Activity: Print the whole listing, keeping every line exactly as given.

Entries provided:
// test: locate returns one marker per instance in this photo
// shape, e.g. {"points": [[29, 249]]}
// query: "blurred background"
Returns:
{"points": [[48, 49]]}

Output for this task:
// test: locate returns one marker per instance in this photo
// shape, e.g. {"points": [[29, 249]]}
// query: "blurred background"
Returns:
{"points": [[48, 49]]}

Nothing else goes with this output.